> [WORKING DATA]
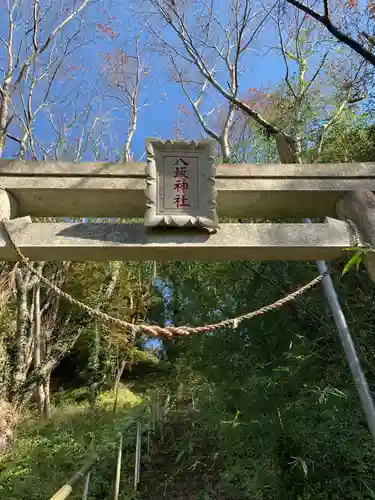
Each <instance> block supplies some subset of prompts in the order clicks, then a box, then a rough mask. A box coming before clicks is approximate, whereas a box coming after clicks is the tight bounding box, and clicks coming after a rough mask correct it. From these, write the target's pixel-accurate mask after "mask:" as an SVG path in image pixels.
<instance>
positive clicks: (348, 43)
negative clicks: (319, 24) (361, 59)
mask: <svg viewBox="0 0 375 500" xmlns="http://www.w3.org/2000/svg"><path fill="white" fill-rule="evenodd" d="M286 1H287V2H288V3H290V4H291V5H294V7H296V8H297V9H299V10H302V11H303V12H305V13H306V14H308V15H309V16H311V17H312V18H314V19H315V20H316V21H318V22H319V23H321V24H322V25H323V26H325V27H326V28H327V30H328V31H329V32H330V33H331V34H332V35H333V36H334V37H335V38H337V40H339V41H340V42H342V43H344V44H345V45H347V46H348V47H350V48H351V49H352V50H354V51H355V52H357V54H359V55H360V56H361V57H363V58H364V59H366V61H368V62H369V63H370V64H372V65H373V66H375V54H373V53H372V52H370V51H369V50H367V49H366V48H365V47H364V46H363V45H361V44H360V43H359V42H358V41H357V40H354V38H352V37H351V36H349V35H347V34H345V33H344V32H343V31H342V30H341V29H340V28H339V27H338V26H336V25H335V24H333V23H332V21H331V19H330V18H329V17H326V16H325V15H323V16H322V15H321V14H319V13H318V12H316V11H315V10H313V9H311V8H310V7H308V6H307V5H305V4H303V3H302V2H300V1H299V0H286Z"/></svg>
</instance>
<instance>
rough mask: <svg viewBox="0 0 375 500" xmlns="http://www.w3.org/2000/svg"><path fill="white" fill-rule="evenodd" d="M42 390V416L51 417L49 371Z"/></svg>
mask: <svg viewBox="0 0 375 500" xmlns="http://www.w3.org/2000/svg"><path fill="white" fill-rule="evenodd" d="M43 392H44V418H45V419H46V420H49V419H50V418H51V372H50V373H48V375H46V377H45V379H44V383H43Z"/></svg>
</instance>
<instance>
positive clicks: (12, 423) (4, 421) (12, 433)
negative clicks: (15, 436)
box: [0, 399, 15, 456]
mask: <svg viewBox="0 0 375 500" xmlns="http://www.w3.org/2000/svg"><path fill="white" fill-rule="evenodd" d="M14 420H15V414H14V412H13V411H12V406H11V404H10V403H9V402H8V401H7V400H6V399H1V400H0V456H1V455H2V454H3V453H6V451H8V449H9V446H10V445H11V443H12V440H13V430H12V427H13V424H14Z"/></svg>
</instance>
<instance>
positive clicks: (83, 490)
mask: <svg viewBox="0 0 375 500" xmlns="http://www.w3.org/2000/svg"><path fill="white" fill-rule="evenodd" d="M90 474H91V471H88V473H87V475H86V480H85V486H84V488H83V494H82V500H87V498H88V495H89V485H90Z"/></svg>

> [WORK REQUIRED]
Once the pictures are removed, repeat all of the data above exactly.

> [RESULT OF THIS EXERCISE]
Each <instance> block supplies some subset of prompts in the order clicks, then a box, then a rough mask. A box coming before clicks is approximate, whereas a box coming after clicks is the tight bounding box, and clicks coming after a rough mask correct it. From these, write the target's pixel-accurate mask after "mask:" as an SVG path in image pixels.
<instance>
positive clicks: (348, 43)
negative clicks: (319, 24) (361, 59)
mask: <svg viewBox="0 0 375 500" xmlns="http://www.w3.org/2000/svg"><path fill="white" fill-rule="evenodd" d="M286 1H287V2H288V3H290V4H291V5H294V7H296V8H297V9H299V10H302V11H303V12H305V13H306V14H308V15H309V16H311V17H312V18H314V19H315V20H316V21H318V22H319V23H321V24H322V25H323V26H325V27H326V28H327V30H328V31H329V32H330V33H331V34H332V35H333V36H334V37H335V38H337V40H339V41H340V42H342V43H344V44H345V45H347V46H348V47H350V48H351V49H352V50H354V51H355V52H357V54H359V55H360V56H361V57H363V58H364V59H366V61H368V62H369V63H370V64H372V65H373V66H375V54H373V53H372V52H370V51H369V50H367V49H366V48H365V47H364V46H363V45H361V44H360V43H359V42H358V41H357V40H354V38H352V37H351V36H349V35H347V34H345V33H344V32H343V31H342V30H341V29H340V28H339V27H338V26H336V25H335V24H333V23H332V21H331V19H330V18H329V17H326V16H325V15H323V16H322V15H321V14H319V13H318V12H316V11H315V10H313V9H311V8H310V7H308V6H307V5H305V4H303V3H302V2H300V1H299V0H286Z"/></svg>
</instance>
<instance>
rough mask: <svg viewBox="0 0 375 500" xmlns="http://www.w3.org/2000/svg"><path fill="white" fill-rule="evenodd" d="M42 390V416L51 417L49 371Z"/></svg>
mask: <svg viewBox="0 0 375 500" xmlns="http://www.w3.org/2000/svg"><path fill="white" fill-rule="evenodd" d="M43 392H44V418H45V419H46V420H49V419H50V418H51V372H50V373H48V375H46V377H45V379H44V383H43Z"/></svg>
</instance>
<instance>
positive clicks: (12, 423) (4, 421) (12, 433)
negative clicks: (15, 436)
box: [0, 399, 15, 456]
mask: <svg viewBox="0 0 375 500" xmlns="http://www.w3.org/2000/svg"><path fill="white" fill-rule="evenodd" d="M14 420H15V414H14V412H13V411H12V406H11V404H10V403H9V402H8V401H7V400H6V399H1V400H0V456H1V455H2V454H3V453H6V451H8V449H9V446H10V445H11V443H12V440H13V430H12V427H13V424H14Z"/></svg>
</instance>
<instance>
positive clicks: (83, 490)
mask: <svg viewBox="0 0 375 500" xmlns="http://www.w3.org/2000/svg"><path fill="white" fill-rule="evenodd" d="M90 474H91V471H88V473H87V475H86V480H85V486H84V488H83V494H82V500H87V498H88V495H89V485H90Z"/></svg>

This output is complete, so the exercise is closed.